DATASET ROWS -
^^^^

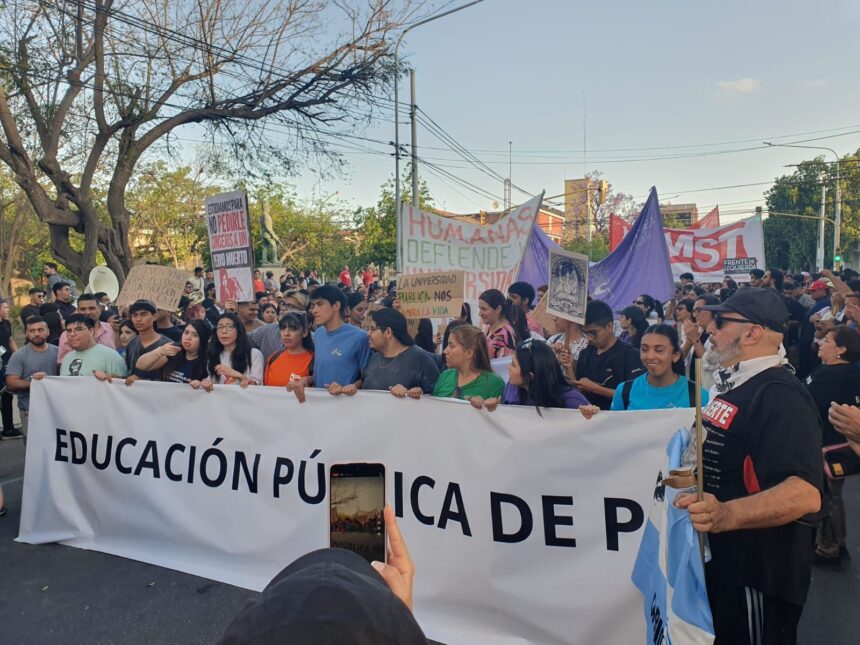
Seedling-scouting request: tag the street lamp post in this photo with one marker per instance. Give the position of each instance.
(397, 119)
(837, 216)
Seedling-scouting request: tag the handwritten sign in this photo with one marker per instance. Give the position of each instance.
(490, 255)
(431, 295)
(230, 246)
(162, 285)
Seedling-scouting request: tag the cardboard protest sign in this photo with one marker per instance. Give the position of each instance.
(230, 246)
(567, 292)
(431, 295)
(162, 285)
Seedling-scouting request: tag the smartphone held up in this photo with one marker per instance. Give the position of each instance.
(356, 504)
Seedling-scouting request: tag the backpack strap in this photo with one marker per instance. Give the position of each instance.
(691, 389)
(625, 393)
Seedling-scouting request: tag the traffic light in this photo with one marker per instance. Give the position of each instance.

^^^^

WHAT IS REQUIRED -
Please rewrite all of the records above with "one marker per instance" changed to "a single point for each instance" and nothing else altered. Leave the pictures out of your answer.

CORRECT RESULT -
Seedling-scouting request: tag the street lamp post in this photo with a single point for each instance. Give the position of each instance.
(397, 119)
(837, 216)
Seedling-scouting request: tag the handwritten sign in this photo with a single point for each instance. Give the position of each instance.
(490, 255)
(431, 295)
(230, 246)
(162, 285)
Seedling-scouting request: tag the cardboard protest sign in this photo with a single point for each instance. Give the position of each instance.
(230, 246)
(567, 292)
(431, 295)
(162, 285)
Seedling-scouting request: tag the smartphone held up in this photo with a single point for each instance. Give the position of each instance.
(356, 504)
Seedling-scouting request: tag the backpack strap in this photo with a single point for each instance. Give the position of each instance.
(691, 389)
(625, 393)
Seedling-scouting request: tag the traffic light in this photo with a single point for each instance. Give the position of each instance.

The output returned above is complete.